--- What the task asks ---
Rewrite each item below, changing "cable car wire" to "overhead cable" and leaving every other word unchanged.

***** Data to use *****

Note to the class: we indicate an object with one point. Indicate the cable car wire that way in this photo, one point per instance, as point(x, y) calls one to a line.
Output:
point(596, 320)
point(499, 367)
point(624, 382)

*****

--- Solution to this problem ---
Note to the class: we indicate an object with one point. Indicate the overhead cable that way in this photo, one point per instance, as point(x, y) calls one to a line.
Output:
point(596, 320)
point(499, 367)
point(624, 382)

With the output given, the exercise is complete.